About This Blog

Judging Crimes is a blog about criminal law, violent crime and the judiciary, dedicated to making the liberal case for greater democratic control of the criminal justice system.  It's a "view from the trenches" because it's written by a practitioner, not an academic or journalist.  It examines the changing role of the judiciary in American society by looking at what judges actually do, rather than what they say.  I know what they do because I deal with the consequences every day. 

Opinions issued by judges, from Supreme Court justices on down, are justifications for the exercise of governmental power.  But it is the exercise of power itself that should command our attention, not the justifications.  Judging Crimes is concerned with the reality of judicial power rather than the verbal formulas used to defend it. 

American law professors have long liked to say they teach their students "to think like a lawyer."  Learning to think that way is a matter of internalizing certain assumptions.  The practice of judging is likewise based on a foundation of shared assumptions, among them that the United States Constitution -- a document of 8,335 words, the length of a book chapter -- provides an answer to every question.  Rather like a Ouija board.

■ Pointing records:
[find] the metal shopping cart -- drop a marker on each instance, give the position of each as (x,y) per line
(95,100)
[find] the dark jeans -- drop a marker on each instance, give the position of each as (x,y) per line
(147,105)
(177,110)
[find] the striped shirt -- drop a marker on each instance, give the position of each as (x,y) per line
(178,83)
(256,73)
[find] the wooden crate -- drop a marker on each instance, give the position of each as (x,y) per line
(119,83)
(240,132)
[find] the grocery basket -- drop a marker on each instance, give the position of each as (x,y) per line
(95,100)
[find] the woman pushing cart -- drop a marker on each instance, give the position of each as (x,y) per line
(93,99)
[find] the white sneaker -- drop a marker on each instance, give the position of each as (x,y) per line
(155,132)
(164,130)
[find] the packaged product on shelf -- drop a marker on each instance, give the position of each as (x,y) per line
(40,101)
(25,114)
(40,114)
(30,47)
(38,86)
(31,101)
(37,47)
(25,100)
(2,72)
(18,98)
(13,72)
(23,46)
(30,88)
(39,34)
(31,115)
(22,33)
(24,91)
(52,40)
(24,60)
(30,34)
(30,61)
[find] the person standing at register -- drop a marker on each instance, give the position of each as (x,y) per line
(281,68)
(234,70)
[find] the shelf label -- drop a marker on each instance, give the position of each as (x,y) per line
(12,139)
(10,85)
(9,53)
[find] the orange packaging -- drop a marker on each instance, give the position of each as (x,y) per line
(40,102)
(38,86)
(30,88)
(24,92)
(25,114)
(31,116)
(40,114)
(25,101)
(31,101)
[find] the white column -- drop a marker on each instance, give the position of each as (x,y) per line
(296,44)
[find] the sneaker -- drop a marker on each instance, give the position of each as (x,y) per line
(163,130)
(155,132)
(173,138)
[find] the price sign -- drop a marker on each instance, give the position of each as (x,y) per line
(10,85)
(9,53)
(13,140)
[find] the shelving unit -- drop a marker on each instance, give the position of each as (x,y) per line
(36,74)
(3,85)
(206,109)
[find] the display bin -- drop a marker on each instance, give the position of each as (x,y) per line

■ Exercise task:
Reproduce the About This Blog page in full, word for word. This data has no connection to the About This Blog page.

■ Solution to this problem:
About This Blog

Judging Crimes is a blog about criminal law, violent crime and the judiciary, dedicated to making the liberal case for greater democratic control of the criminal justice system.  It's a "view from the trenches" because it's written by a practitioner, not an academic or journalist.  It examines the changing role of the judiciary in American society by looking at what judges actually do, rather than what they say.  I know what they do because I deal with the consequences every day. 

Opinions issued by judges, from Supreme Court justices on down, are justifications for the exercise of governmental power.  But it is the exercise of power itself that should command our attention, not the justifications.  Judging Crimes is concerned with the reality of judicial power rather than the verbal formulas used to defend it. 

American law professors have long liked to say they teach their students "to think like a lawyer."  Learning to think that way is a matter of internalizing certain assumptions.  The practice of judging is likewise based on a foundation of shared assumptions, among them that the United States Constitution -- a document of 8,335 words, the length of a book chapter -- provides an answer to every question.  Rather like a Ouija board.